[EXERCISE DESCRIPTION] Would you repeat the listing exactly but omit every picture?

Annotation records
● ● ● ● ●

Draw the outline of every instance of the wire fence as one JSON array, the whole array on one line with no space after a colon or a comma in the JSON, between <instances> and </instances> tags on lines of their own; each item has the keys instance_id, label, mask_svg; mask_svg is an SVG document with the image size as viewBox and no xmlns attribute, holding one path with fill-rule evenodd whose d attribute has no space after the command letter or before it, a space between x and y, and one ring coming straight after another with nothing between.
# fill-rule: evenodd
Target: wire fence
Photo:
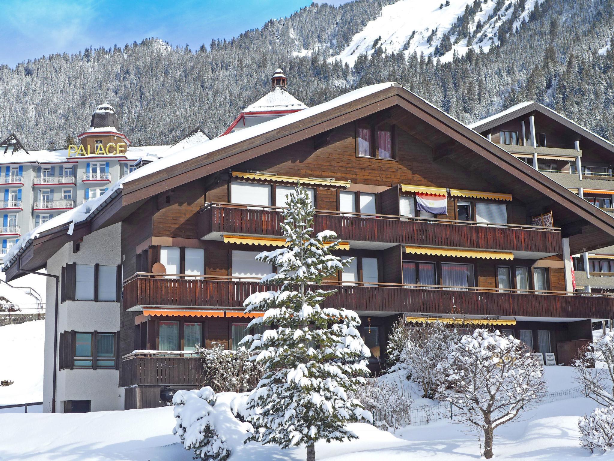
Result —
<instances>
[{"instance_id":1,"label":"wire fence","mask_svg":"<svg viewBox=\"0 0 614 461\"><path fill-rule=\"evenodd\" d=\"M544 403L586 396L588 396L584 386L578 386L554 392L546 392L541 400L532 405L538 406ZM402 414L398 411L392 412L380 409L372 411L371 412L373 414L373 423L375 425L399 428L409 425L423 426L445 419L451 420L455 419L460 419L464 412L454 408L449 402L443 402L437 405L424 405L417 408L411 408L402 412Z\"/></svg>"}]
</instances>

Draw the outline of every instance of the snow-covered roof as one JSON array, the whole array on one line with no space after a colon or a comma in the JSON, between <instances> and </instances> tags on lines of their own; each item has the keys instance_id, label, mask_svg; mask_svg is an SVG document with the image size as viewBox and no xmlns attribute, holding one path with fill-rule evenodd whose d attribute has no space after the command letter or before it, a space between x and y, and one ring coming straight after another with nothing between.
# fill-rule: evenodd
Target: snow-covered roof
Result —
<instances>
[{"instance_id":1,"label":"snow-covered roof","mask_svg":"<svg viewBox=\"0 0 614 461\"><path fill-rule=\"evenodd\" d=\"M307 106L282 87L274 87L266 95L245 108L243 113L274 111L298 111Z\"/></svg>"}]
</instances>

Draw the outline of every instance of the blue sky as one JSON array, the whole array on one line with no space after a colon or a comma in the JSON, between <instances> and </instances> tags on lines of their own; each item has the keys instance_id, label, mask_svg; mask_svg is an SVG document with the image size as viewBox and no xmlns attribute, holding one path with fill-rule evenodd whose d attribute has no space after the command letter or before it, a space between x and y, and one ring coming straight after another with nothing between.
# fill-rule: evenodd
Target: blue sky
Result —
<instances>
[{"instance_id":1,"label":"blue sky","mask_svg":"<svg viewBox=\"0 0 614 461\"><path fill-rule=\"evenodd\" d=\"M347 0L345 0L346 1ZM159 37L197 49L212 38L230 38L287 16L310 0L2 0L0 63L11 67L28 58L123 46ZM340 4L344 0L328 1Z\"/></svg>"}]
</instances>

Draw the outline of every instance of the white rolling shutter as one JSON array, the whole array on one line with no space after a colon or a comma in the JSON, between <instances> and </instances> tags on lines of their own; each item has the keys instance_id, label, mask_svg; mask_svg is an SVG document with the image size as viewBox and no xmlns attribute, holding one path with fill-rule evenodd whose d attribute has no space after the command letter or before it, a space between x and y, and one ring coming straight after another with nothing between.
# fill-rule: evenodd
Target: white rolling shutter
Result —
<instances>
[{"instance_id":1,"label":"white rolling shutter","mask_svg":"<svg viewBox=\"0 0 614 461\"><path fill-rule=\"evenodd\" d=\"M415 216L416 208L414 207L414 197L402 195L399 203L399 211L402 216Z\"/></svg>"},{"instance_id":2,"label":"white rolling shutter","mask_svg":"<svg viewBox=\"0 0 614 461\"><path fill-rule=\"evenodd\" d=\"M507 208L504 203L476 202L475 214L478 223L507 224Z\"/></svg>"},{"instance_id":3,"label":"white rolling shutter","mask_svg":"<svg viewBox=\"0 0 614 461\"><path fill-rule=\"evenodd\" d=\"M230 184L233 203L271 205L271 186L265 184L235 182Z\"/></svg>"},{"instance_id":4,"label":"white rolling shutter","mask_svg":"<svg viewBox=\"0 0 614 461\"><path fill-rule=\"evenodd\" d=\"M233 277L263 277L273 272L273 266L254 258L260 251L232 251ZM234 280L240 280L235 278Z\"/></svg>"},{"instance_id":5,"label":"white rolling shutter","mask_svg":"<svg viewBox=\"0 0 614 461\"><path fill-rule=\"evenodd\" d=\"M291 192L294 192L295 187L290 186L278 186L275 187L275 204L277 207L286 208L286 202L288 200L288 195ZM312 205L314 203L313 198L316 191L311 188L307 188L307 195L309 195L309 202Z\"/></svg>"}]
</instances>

● ● ● ● ●

[ANSWER TO THIS PROBLEM]
Draw the outline of every instance of the wire fence as one JSON array, the whole array on one line with no space after a colon or a comma in the JSON, between <instances> and </instances> tags on lines of their own; each item has the keys instance_id, label, mask_svg; mask_svg is an SVG document with the image size as viewBox and no xmlns attribute, holding one path with fill-rule evenodd whose d attribute has no space after the command letter or before it, a space between x and y, and one ring coming straight after another with nothing between.
# fill-rule: evenodd
Target: wire fence
Photo:
Result —
<instances>
[{"instance_id":1,"label":"wire fence","mask_svg":"<svg viewBox=\"0 0 614 461\"><path fill-rule=\"evenodd\" d=\"M544 403L586 396L588 396L584 386L578 386L554 392L546 392L541 400L532 405L538 406ZM402 414L398 411L392 412L380 409L372 411L371 412L373 414L373 423L375 425L399 428L409 425L423 426L445 419L451 420L455 419L460 419L464 412L454 408L449 402L443 402L437 405L424 405L417 408L411 408L402 412Z\"/></svg>"}]
</instances>

Draw the outline of every instance of the snow-covered roof as one JSON array, the whole array on one line with no space after a colon or a comma in the JSON, between <instances> and </instances> tags on lines of their own; each item has the keys instance_id, label, mask_svg; mask_svg is an SVG document with the image size as viewBox and no xmlns attribute, holding one path with fill-rule evenodd whose d attribute has no space after the command letter or before it, a space between x and y, and one ring coming straight after another with nothing between.
# fill-rule: evenodd
Target: snow-covered roof
Result —
<instances>
[{"instance_id":1,"label":"snow-covered roof","mask_svg":"<svg viewBox=\"0 0 614 461\"><path fill-rule=\"evenodd\" d=\"M307 106L282 87L274 87L266 95L245 108L243 113L274 111L298 111Z\"/></svg>"}]
</instances>

Draw the outline of every instance of the blue sky as one JSON array, the whole array on one line with no space after a colon or a comma in the JSON, between <instances> and </instances> tags on lines of their own; each item has the keys instance_id, label, mask_svg; mask_svg is an SVG document with the image size as viewBox and no xmlns attribute, holding one path with fill-rule evenodd whose d attribute has no space after the command letter or before it, a space between x and y, and one ring coming straight after another with nothing between.
# fill-rule: evenodd
Target: blue sky
Result —
<instances>
[{"instance_id":1,"label":"blue sky","mask_svg":"<svg viewBox=\"0 0 614 461\"><path fill-rule=\"evenodd\" d=\"M347 0L345 0L346 1ZM159 37L197 49L212 38L230 38L287 16L310 0L2 0L0 63L11 67L28 58L123 46ZM340 4L344 0L328 1Z\"/></svg>"}]
</instances>

Draw the outline of every instance of the white rolling shutter as one JSON array, the whole array on one line with no space after a colon or a comma in the JSON, between <instances> and </instances> tags on lines of their own; each item has the keys instance_id, label, mask_svg; mask_svg is an SVG document with the image size as viewBox and no xmlns attribute, holding one path with fill-rule evenodd whose d attribute has no space after the command letter or before it, a space between x and y, and one ring coming straight after another with nothing between.
# fill-rule: evenodd
Target: white rolling shutter
Result —
<instances>
[{"instance_id":1,"label":"white rolling shutter","mask_svg":"<svg viewBox=\"0 0 614 461\"><path fill-rule=\"evenodd\" d=\"M415 216L416 208L414 207L414 197L402 195L399 203L399 211L402 216Z\"/></svg>"},{"instance_id":2,"label":"white rolling shutter","mask_svg":"<svg viewBox=\"0 0 614 461\"><path fill-rule=\"evenodd\" d=\"M507 208L504 203L476 202L475 214L478 223L507 224Z\"/></svg>"},{"instance_id":3,"label":"white rolling shutter","mask_svg":"<svg viewBox=\"0 0 614 461\"><path fill-rule=\"evenodd\" d=\"M230 184L233 203L271 205L271 186L265 184L235 182Z\"/></svg>"},{"instance_id":4,"label":"white rolling shutter","mask_svg":"<svg viewBox=\"0 0 614 461\"><path fill-rule=\"evenodd\" d=\"M233 277L263 277L273 272L273 266L254 258L260 251L232 251ZM234 280L240 280L235 278Z\"/></svg>"},{"instance_id":5,"label":"white rolling shutter","mask_svg":"<svg viewBox=\"0 0 614 461\"><path fill-rule=\"evenodd\" d=\"M291 192L294 192L295 187L290 186L278 186L275 187L275 204L277 207L286 208L286 202L288 200L288 195ZM312 205L314 203L313 198L316 191L311 188L307 188L307 195L309 195L309 202Z\"/></svg>"}]
</instances>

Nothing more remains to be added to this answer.